- _任务目标_
能否把下方记录中从包含“Keypoint placement: for each instance of the gold”的那一行开始、到记录最后一行结束的各行（首尾两行都包括在内）改写成编号列表？空行一律略去。

- _待处理记录_
╭──

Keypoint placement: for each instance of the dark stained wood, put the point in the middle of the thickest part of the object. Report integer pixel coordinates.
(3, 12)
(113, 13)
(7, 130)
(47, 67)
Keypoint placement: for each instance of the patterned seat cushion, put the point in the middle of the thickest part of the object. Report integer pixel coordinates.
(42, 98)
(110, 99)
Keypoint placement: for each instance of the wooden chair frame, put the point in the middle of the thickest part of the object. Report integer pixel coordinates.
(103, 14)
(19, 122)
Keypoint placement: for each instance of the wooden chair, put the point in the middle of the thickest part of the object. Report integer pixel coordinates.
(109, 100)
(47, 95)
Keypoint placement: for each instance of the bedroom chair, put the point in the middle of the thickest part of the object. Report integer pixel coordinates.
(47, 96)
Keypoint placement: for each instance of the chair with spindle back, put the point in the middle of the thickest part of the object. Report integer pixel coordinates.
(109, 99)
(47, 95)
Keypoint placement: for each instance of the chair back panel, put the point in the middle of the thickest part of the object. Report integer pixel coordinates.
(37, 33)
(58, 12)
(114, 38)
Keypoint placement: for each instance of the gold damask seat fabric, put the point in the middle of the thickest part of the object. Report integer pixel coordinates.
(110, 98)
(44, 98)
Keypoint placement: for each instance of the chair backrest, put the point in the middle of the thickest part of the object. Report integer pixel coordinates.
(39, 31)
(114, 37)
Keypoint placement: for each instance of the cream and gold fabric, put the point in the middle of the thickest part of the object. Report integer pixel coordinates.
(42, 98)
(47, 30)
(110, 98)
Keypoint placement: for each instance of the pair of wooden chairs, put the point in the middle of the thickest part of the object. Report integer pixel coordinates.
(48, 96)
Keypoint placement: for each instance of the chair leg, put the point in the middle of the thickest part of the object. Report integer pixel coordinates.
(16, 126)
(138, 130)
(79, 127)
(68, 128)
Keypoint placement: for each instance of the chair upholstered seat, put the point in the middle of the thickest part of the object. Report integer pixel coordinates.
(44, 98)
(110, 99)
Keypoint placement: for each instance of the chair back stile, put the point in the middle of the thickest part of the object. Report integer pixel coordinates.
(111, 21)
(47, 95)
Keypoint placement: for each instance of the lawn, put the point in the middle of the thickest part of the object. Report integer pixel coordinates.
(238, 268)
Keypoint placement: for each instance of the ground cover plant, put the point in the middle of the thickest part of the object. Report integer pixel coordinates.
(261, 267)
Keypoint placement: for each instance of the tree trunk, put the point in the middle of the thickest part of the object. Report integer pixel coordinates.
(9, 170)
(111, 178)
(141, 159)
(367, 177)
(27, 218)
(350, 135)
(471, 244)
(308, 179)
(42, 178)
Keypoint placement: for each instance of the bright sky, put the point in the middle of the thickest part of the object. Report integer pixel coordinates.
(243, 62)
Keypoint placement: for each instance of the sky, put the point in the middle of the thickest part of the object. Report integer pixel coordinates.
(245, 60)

╰──

- _练习答案_
1. Keypoint placement: for each instance of the gold damask seat fabric, put the point in the middle of the thickest part of the object. Report integer pixel coordinates.
2. (110, 98)
3. (44, 98)
4. Keypoint placement: for each instance of the chair backrest, put the point in the middle of the thickest part of the object. Report integer pixel coordinates.
5. (39, 31)
6. (114, 37)
7. Keypoint placement: for each instance of the cream and gold fabric, put the point in the middle of the thickest part of the object. Report integer pixel coordinates.
8. (42, 98)
9. (47, 30)
10. (110, 98)
11. Keypoint placement: for each instance of the pair of wooden chairs, put the point in the middle of the thickest part of the object. Report integer pixel coordinates.
12. (48, 96)
13. Keypoint placement: for each instance of the chair leg, put the point in the middle of the thickest part of the object. Report integer pixel coordinates.
14. (16, 126)
15. (138, 130)
16. (79, 127)
17. (68, 128)
18. Keypoint placement: for each instance of the chair upholstered seat, put the point in the middle of the thickest part of the object. Report integer pixel coordinates.
19. (44, 98)
20. (110, 99)
21. Keypoint placement: for each instance of the chair back stile, put the point in the middle of the thickest part of the object. Report integer pixel coordinates.
22. (111, 21)
23. (47, 95)
24. Keypoint placement: for each instance of the lawn, put the point in the middle of the thickest part of the object. Report integer pixel coordinates.
25. (238, 268)
26. Keypoint placement: for each instance of the ground cover plant, put the point in the middle of the thickest part of the object. Report integer pixel coordinates.
27. (261, 267)
28. Keypoint placement: for each instance of the tree trunk, put the point in the middle of the thickest part of the object. Report integer pixel coordinates.
29. (9, 170)
30. (111, 178)
31. (141, 159)
32. (367, 177)
33. (27, 218)
34. (350, 135)
35. (471, 244)
36. (308, 179)
37. (42, 178)
38. Keypoint placement: for each instance of the bright sky, put the point in the middle of the thickest part of the object. Report integer pixel coordinates.
39. (243, 62)
40. Keypoint placement: for each instance of the sky, put the point in the middle of the thickest part of the object. Report integer pixel coordinates.
41. (245, 60)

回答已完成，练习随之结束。